_Given problem_
Turn the lines of the listing below into a numbered list, starting at the line that contains "the kitchen backsplash." and ending at the line that contains "x=83, y=289". Include only those lines, both ends among them, and leave out any blank lines.

* begin Material for the task *

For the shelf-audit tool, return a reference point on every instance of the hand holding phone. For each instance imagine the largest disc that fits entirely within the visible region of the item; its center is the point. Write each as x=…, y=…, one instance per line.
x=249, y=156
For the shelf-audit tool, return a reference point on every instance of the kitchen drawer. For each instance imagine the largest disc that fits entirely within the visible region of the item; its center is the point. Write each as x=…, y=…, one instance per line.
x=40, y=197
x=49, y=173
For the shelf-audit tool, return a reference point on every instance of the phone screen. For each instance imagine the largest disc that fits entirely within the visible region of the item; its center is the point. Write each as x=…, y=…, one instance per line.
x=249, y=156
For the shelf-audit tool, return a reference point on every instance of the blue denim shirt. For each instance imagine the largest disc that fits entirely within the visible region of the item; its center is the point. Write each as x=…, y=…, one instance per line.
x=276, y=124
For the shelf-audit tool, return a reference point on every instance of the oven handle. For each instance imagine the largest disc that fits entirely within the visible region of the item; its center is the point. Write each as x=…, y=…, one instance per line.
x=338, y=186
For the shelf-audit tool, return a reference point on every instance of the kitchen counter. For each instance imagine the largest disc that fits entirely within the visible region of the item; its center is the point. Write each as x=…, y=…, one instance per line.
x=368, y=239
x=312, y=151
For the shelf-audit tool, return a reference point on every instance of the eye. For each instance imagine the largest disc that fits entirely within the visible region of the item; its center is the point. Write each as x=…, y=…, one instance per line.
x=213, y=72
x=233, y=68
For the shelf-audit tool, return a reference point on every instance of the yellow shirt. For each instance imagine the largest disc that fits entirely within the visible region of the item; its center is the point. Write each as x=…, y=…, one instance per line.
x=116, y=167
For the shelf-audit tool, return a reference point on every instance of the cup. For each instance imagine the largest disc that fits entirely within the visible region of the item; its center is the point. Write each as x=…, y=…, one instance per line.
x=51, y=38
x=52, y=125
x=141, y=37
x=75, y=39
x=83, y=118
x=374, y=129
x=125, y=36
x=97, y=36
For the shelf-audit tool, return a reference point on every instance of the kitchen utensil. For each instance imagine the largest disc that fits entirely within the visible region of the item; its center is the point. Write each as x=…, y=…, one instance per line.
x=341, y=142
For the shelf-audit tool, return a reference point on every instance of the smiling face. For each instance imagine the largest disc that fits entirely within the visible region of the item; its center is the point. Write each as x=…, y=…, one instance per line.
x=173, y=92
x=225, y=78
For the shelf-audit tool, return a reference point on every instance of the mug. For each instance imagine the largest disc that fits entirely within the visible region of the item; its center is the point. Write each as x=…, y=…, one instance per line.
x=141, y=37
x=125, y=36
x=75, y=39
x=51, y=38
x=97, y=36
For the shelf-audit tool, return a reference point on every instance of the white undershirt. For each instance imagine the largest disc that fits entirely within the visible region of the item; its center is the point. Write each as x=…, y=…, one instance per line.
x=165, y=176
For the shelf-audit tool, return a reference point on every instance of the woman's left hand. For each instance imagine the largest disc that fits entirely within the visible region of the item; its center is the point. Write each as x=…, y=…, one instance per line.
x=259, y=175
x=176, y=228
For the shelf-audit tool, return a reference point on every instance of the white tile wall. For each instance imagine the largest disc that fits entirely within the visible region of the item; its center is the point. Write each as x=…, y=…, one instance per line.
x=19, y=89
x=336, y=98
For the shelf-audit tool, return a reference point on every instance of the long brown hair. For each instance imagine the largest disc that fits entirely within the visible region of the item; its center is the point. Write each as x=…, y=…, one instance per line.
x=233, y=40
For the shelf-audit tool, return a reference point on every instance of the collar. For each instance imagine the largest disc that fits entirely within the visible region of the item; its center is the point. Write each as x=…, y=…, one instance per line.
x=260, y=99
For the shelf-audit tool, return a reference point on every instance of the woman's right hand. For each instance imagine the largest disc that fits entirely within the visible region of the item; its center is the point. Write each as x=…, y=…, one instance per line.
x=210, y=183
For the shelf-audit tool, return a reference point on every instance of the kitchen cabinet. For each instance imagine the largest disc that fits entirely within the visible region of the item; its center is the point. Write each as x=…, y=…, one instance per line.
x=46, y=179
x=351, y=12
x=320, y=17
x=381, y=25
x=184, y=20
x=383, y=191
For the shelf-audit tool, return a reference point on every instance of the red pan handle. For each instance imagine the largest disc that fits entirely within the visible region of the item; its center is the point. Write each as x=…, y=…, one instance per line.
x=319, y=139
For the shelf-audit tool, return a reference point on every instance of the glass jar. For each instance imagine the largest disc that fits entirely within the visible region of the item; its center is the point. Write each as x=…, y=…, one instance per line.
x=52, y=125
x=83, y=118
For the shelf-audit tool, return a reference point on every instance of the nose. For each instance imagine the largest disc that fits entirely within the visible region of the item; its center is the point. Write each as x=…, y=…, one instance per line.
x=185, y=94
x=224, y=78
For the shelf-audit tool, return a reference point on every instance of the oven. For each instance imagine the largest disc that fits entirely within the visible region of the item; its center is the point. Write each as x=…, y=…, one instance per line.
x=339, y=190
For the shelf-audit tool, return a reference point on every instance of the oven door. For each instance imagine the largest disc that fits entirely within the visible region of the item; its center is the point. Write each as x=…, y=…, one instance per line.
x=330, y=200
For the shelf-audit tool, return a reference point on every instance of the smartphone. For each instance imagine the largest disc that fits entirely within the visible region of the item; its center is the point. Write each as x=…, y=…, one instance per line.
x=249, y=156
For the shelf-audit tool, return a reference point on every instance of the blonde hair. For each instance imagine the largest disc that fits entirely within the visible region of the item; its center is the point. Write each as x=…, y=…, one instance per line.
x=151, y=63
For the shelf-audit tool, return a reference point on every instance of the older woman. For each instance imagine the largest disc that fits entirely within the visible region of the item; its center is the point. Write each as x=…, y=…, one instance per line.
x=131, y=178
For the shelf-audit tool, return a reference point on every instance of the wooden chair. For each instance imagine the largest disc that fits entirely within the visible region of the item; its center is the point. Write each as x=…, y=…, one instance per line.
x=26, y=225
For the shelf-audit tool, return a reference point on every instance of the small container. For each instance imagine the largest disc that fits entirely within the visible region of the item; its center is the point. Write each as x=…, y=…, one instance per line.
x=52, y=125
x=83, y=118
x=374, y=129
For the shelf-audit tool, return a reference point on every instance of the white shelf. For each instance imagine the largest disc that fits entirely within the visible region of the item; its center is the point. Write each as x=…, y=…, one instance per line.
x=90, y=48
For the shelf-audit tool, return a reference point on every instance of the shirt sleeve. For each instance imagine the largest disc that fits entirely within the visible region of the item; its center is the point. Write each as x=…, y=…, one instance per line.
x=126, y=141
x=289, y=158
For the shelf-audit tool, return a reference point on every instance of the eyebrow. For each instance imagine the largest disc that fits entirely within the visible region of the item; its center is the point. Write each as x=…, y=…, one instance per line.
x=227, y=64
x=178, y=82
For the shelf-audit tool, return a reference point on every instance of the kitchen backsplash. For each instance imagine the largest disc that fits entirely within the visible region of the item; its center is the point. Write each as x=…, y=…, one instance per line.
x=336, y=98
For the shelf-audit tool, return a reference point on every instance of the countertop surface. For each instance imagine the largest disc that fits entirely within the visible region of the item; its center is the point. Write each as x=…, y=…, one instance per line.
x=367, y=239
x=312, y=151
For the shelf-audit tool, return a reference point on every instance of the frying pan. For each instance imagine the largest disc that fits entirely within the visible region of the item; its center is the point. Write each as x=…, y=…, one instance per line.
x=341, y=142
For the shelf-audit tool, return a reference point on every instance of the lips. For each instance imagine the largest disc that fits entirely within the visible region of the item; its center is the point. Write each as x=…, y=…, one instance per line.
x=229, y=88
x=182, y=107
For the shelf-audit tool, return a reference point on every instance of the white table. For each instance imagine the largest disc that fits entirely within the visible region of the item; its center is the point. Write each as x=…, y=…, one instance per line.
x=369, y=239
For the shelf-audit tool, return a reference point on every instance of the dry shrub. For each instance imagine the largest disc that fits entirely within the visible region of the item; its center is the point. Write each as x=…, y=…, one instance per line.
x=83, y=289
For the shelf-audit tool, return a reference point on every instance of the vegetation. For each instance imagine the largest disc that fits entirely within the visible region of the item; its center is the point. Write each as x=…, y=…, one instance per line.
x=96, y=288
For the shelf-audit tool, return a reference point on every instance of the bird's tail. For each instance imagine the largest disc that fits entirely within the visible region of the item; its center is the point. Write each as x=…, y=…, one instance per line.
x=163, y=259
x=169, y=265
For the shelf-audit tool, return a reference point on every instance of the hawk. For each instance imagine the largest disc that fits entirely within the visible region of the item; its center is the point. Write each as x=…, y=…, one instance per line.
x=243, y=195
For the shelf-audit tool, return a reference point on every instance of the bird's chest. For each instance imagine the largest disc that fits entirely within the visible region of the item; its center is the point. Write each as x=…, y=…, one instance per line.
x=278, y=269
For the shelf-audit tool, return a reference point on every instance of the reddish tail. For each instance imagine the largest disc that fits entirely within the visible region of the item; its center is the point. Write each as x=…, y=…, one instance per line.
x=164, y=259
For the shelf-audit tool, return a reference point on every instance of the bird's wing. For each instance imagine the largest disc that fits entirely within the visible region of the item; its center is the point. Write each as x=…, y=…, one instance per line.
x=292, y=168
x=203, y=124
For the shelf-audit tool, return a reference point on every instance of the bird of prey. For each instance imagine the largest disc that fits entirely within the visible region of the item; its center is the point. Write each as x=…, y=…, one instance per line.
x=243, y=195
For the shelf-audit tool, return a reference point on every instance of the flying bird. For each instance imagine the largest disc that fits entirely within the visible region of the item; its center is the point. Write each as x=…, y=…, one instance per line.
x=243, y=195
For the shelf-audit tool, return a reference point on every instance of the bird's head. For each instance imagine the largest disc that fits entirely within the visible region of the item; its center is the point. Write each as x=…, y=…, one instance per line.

* end Material for the task *

_Completed task_
1. For the shelf-audit tool, return a reference point on every instance of the kitchen backsplash. For each instance imagine the largest disc that fits entirely within the visible region of the item; its center is the point. Write each as x=…, y=…, one instance per line.
2. x=336, y=98
3. For the shelf-audit tool, return a reference point on every instance of the countertop surface. For each instance imagine the largest disc that fits entirely within the visible region of the item; its center is the point. Write each as x=…, y=…, one instance per line.
4. x=367, y=239
5. x=312, y=151
6. For the shelf-audit tool, return a reference point on every instance of the frying pan. For each instance imagine the largest disc that fits entirely within the visible region of the item; its center is the point. Write each as x=…, y=…, one instance per line.
7. x=341, y=142
8. For the shelf-audit tool, return a reference point on every instance of the lips. For each instance imagine the largest disc that fits entirely within the visible region of the item; its center is the point. Write each as x=…, y=…, one instance per line.
9. x=229, y=88
10. x=182, y=107
11. For the shelf-audit tool, return a reference point on every instance of the white table. For each instance imagine the largest disc that fits entirely within the visible region of the item; its center is the point. Write each as x=…, y=…, one instance per line.
12. x=369, y=239
13. For the shelf-audit tool, return a reference point on every instance of the dry shrub. For each instance imagine the largest disc that fits entirely within the visible region of the item; its center is the point. Write each as x=…, y=…, one instance per line.
14. x=83, y=289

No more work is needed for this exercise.